**Tasks and exercises**
1) In the piece about struggling with mornings, at what time did the vicar hold morning prayer each day?
2) Go on with the piece about struggling with mornings, starting after its last sentence.

There's something about people who can get up early in the morning. Whenever I have referred to my difficulty with mornings, at best I get pity, at worst scorn. Why is it morally superior to be able to get up in a morning, compared to being able to be active well past midnight? [not that I usually am, because I have to try and get up!] And it doesn't work to try and adjust your 'time zone'. When training for the ministry, I did a placement with a vicar who did morning prayer every day at 7am, so people commuting to work could join him. I got to bed between 10 & 1030 most nights, but still felt exhausted, whereas a midnight bedtime/8am get up would have been fine.
It was hugely reassuring to see a programme about all this a few months ago. Apparently we all have an internal clock that runs at about 24 hrs a day. However, some people run a little quicker than 24 hrs per biological 'day', and others slower. Hence some people are better at night, and others in the morning. Vindication at last.

Region descriptions in natural language
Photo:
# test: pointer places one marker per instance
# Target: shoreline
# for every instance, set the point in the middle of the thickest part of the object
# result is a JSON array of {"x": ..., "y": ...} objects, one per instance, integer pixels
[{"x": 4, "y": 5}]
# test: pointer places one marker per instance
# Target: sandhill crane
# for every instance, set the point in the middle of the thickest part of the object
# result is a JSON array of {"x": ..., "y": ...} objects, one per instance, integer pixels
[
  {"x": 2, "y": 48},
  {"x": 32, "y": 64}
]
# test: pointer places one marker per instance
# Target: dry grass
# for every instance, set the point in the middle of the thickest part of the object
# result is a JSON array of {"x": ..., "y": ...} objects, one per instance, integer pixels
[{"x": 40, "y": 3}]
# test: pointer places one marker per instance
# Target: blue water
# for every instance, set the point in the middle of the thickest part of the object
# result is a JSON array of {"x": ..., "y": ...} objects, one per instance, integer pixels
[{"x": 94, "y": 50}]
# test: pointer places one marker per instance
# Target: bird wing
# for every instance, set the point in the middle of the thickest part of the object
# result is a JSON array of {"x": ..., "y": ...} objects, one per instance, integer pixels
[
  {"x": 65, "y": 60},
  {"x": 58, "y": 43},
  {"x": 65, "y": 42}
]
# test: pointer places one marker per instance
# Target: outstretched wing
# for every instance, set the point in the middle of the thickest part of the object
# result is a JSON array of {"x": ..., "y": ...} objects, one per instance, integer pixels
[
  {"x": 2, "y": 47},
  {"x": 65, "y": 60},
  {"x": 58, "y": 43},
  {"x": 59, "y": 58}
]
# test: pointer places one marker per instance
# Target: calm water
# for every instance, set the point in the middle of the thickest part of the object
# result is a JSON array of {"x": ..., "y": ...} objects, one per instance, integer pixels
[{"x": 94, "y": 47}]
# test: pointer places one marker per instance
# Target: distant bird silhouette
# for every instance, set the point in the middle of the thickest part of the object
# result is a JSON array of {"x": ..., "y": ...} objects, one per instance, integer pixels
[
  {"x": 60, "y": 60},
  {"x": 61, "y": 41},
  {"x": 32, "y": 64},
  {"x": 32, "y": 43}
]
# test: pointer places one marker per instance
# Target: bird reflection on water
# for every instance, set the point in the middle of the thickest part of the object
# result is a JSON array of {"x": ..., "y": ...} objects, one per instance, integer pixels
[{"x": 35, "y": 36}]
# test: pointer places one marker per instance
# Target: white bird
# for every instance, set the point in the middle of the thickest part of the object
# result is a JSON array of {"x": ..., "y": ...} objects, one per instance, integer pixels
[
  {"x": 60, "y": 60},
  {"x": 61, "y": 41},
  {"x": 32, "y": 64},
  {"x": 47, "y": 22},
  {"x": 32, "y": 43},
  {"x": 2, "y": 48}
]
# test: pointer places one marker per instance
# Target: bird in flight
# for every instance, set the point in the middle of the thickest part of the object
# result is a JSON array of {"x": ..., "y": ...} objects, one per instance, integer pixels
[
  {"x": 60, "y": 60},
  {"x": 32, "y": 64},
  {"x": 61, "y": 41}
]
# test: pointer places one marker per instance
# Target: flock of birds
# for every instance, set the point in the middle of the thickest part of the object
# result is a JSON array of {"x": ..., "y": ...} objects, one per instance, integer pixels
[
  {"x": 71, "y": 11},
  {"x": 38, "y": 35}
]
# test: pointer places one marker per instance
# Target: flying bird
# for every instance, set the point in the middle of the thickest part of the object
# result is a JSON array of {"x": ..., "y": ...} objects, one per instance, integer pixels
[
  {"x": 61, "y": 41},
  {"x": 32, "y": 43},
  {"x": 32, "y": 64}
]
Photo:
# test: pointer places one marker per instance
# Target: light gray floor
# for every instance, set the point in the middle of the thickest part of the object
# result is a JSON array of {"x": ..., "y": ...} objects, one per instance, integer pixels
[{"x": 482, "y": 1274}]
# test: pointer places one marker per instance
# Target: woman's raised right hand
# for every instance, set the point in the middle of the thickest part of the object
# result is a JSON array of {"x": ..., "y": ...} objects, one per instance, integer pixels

**Answers to the exercise**
1) At 7am.

2)
So it has been good to start slowly today. Normal Sundays are challenging, having to be ready, dressed, prepared and compos mentis for an 8am service, but a 6-30am threw the system completely. This morning I woke up slowly, listening to the Today programme and then a fascinating edition of Start the Week. The guest list was brilliant: Philip Pullman, Abp. Rowan Williams, Professor Mona Siddiqui and David Baddiel. Apart from the comments on the Catholic Church (much quoted out of context) it was an intriguing conversation about belief, truth, values, institutions and communities. A surprisingly good-spirited encounter between Rowan Williams and Philip Pullman, who appear to have a genuine mutual respect.